Dado que la película trabaja sobre la espera, sus acciones son mínimas. La cotidianidad se resuelve en tareas menores, los conflictos son insinuaciones. El tío, y en alguna oportunidad, su hijo, espiarán a Alicia desnuda antes de acostarse, aunque el voyerismo permanecerá circunspecto. Vega, en este sentido, toma otra decisión inteligente: la esperada escena incestuosa, típica del cine latino reciente, jamás llega, como tampoco los turistas.

Como Girimunho, El vuelco del cangrejo, Jean Gentil y tantas otras, La sirga es una película contenida, segura, planificada. Vega tiene talento y lo demuestra en varias ocasiones. Un plano se inicia con Alicia y Flora trabajando y concluye en un hermoso travelling lateral que recorre la casa de izquierda a derecha hasta alcanzar a otro personaje que alimentará a los animales. Hay varias coreografías similares, de lo que se predica un firme sentido y conocimiento del espacio cinematográfico. Pero la película jamás pega un salto por encima de lo que se espera de ella. Su propia perfección formal y elegancia visual le privan de incorporar una fuerza que todo film necesita y que probablemente proviene del azar, de lo impensado, de aquello que un director debe saber leer más allá de su guión y de los imperativos de consejeros de atelier. Aquí falta rebeldía, desacato, riesgo, incluso soledad. Los autores de hoy la necesitan. El cine latinoamericano se ha vuelvo demasiado obediente y en algún sentido complaciente, aun cuando una película sea, como en este caso, ostensiblemente sólida.

Antiviral

¿Déja vú? Cronenberg tiene un hijo y éste es cineasta, pero su primera película deja en claro que la genialidad y el clasicismo no son hereditarios, lo que no significa que el tema elegido por Brandon sea muy distinto a los que alguna vez dominaran la imaginación del extraordinario director canadiense en su primer estadio de su carrera. Videodrome, La mosca, Scanners, Existenz podrían ser algunas referencias directas.

Antiviral sintoniza un delirio contemporáneo, un verdadero virus que se extiende en el imaginario colectivo global: el fetichismo de las masas por las celebridades y sus vidas (ridículas). En un tiempo impreciso, podría ser hoy, en diez años o un poco más, los fans puede inyectarse virus cultivados de los famosos enfermos. Se trata de una introyección de la intimidad física ajena, un canibalismo científico, o, como se dice aquí, la búsqueda de una comunión biológica.

[Datos de localización con un punto por instancia]
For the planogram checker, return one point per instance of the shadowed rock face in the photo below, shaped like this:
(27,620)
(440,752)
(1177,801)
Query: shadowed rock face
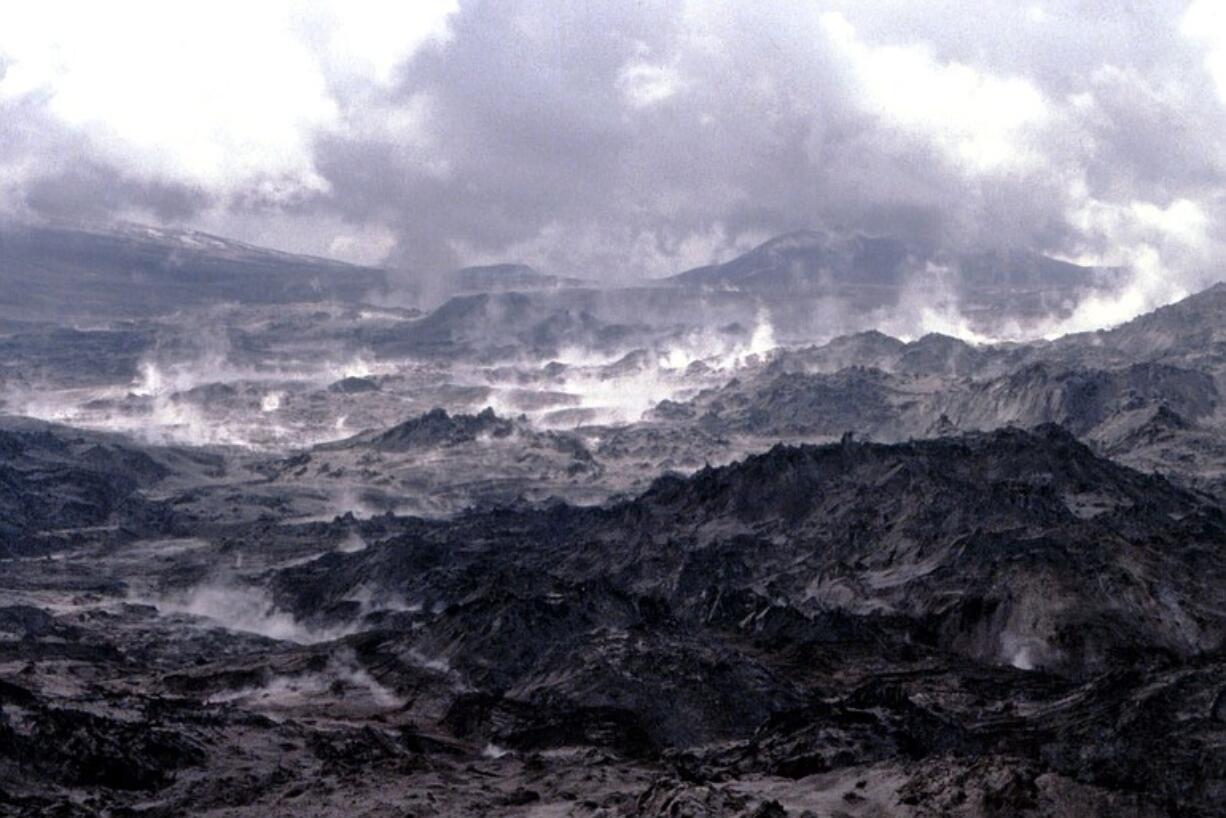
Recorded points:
(318,574)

*TAREA ASIGNADA 1:* Reproduce sin cambios la parte del fragmento que empieza con las palabras que contienen "Antiviral sintoniza un" y termina con "una comunión biológica.".
*TAREA ASIGNADA 2:* Indica qué pueden inyectarse los fans en Antiviral, según el fragmento.
Para esta actividad no hace falta consultar los ítems.

*TU RESPUESTA 1:*
Antiviral sintoniza un delirio contemporáneo, un verdadero virus que se extiende en el imaginario colectivo global: el fetichismo de las masas por las celebridades y sus vidas (ridículas). En un tiempo impreciso, podría ser hoy, en diez años o un poco más, los fans puede inyectarse virus cultivados de los famosos enfermos. Se trata de una introyección de la intimidad física ajena, un canibalismo científico, o, como se dice aquí, la búsqueda de una comunión biológica.

*TU RESPUESTA 2:* Virus cultivados de los famosos enfermos.